What you need to do: Write out the listing exactly as it is given.

Data supplied:
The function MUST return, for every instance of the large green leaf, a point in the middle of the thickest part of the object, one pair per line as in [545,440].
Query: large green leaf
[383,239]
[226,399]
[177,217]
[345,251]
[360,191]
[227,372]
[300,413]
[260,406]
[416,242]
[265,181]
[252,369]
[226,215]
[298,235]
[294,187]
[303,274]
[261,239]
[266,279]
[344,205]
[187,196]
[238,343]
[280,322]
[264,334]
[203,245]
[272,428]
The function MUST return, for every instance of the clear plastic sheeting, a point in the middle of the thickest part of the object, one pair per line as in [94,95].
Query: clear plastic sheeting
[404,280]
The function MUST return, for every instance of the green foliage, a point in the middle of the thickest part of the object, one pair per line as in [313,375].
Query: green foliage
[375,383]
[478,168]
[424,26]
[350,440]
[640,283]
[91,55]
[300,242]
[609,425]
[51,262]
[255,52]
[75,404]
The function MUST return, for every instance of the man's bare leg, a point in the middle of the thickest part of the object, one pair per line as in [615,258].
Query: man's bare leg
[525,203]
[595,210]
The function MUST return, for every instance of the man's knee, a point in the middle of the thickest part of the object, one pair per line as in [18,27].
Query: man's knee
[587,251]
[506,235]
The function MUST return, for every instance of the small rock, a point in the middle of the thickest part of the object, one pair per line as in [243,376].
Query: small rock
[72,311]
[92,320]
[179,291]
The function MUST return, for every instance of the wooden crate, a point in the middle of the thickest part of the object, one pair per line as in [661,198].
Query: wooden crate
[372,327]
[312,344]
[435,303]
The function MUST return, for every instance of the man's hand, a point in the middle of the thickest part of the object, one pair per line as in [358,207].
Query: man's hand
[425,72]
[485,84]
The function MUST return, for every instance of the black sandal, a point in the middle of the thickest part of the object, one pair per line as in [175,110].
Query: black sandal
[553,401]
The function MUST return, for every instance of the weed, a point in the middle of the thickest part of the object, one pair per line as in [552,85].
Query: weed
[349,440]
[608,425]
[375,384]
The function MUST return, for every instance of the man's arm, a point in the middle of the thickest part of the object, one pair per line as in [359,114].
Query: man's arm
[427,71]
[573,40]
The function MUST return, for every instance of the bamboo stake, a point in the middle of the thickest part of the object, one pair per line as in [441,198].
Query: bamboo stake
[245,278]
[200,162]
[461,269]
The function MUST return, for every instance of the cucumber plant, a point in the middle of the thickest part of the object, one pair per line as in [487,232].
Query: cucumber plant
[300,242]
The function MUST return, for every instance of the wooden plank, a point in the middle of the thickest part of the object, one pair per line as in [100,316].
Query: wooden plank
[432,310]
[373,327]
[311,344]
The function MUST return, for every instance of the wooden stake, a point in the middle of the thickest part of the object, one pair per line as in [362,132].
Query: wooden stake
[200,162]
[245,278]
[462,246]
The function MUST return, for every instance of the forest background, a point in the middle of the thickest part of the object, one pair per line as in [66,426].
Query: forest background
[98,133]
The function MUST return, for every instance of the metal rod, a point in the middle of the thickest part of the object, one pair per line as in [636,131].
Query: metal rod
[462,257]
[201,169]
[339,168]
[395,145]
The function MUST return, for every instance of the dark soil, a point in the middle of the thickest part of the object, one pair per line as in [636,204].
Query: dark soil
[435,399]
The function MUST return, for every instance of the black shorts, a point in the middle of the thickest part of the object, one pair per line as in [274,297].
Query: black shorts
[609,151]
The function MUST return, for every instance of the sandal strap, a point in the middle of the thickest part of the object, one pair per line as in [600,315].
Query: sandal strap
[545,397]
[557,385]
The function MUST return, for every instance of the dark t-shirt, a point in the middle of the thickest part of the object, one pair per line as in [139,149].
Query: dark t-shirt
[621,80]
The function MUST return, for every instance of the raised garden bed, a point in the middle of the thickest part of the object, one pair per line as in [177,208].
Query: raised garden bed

Output below:
The function MUST return, for every instance of the large green leaf, a point in the middle of the thickest part of the object, one pair per line as in [545,440].
Query: large green leaf
[383,239]
[226,399]
[177,217]
[345,251]
[360,191]
[227,372]
[300,413]
[260,406]
[416,242]
[265,181]
[252,369]
[226,215]
[298,235]
[294,187]
[303,274]
[261,239]
[266,279]
[344,205]
[187,196]
[238,343]
[280,322]
[264,334]
[203,245]
[272,428]
The function MUST return, for every instance of the clear plastic sheeting, a point in the middle of the thickest part of the object, one pair per line as in [94,95].
Query: clear plastic sheeting
[404,280]
The function MUST return, for every instance of the green foliage, a point in the middle of the thickest part of the object, one pair per line as in [313,375].
Query: green foliage
[375,383]
[478,168]
[424,26]
[350,440]
[640,283]
[91,55]
[300,242]
[609,425]
[51,262]
[255,52]
[75,404]
The function MUST return, for every instance of the man's bare leg, a point in the middle of the thickest part of the object, one pair per line as in [615,258].
Query: man's bare leg
[525,203]
[595,210]
The function MUST return, for every instance of the man's knee, a point in the middle of the thickest part of the object, one pair per line as in [18,27].
Query: man's knee
[587,251]
[506,235]
The function MUST return, for every instance of the small rock, a point in the middle of the thickest part of the object, one pair per line as in [243,376].
Query: small rock
[72,311]
[92,320]
[179,291]
The function MUST return, for every instance of the wooden crate, a point in the middle of the thickest part of the object, one pair per line as in [661,198].
Query: wooden crate
[372,327]
[312,344]
[435,303]
The function MUST return, for every instance of the man's hand, a point in the middle of the thickest part of the object, one pair per line as in [358,207].
Query: man's hand
[425,72]
[485,84]
The function MUST return, for every instance of the black sandal, a point in the middle of the thickest part of the object, one pair per line as in [175,110].
Query: black sandal
[553,401]
The function MUST return, for every instance of the weed, a point in the middle of the thickest part of the object, one pair per line as in [552,85].
Query: weed
[349,440]
[608,425]
[375,384]
The function MUST return, for every instance of the man's arm, a point in the middle of the thickest part of the object, one pair per line as in [359,114].
Query: man's arm
[427,71]
[573,40]
The function MUST return, for every instance of the bamboo stake, a point in the middle of the thickest part of the object, one pair per line as in [441,198].
Query: bamboo stake
[245,278]
[200,162]
[461,269]
The function MUST return, for every instance of the cucumber plant, a point in the middle of the thickest part of the object, one pair per line as in [487,232].
Query: cucumber plant
[300,242]
The function MUST return, for every instance of the wooden plank, a point in the middle of the thickest part of the object, one pair per line as in [100,316].
Query: wooden plank
[432,310]
[373,327]
[311,344]
The function MUST return, for every instance of the wooden stake, a point in the middle of the thickest part of the object, one pair per line as in [362,132].
Query: wooden stake
[200,162]
[245,278]
[462,246]
The function MUST return, for every instance of the forest background, a point in the middle of the thickest part of the object, one pair per line as in [66,426].
Query: forest background
[98,133]
The function MUST return, for every instance of the metal rod, a point in the middle of the thickest part of the object, one pair per line as in [636,131].
Query: metal rod
[462,257]
[201,169]
[339,168]
[395,145]
The function MUST return, for every instance of the dark soil, a point in the middle of the thickest part of the object, one pair per line as in [636,204].
Query: dark soil
[435,399]
The function MUST return, for every instance of the black shorts, a point in the middle of the thickest part of the object, one pair per line as in [274,297].
Query: black shorts
[609,151]
The function MUST return, for every instance of the sandal strap, a point in the middle of the thickest part of the object, one pair per line as in [600,315].
Query: sandal strap
[545,397]
[557,385]
The function MUST return, for every instance of the dark t-shirt, a point in the middle of the thickest part of the object, one pair per line as in [139,149].
Query: dark t-shirt
[621,80]
The function MUST return, for every instance of the raised garden bed, a point in the middle of the thickest part of the object, one pair per line as in [177,208].
Query: raised garden bed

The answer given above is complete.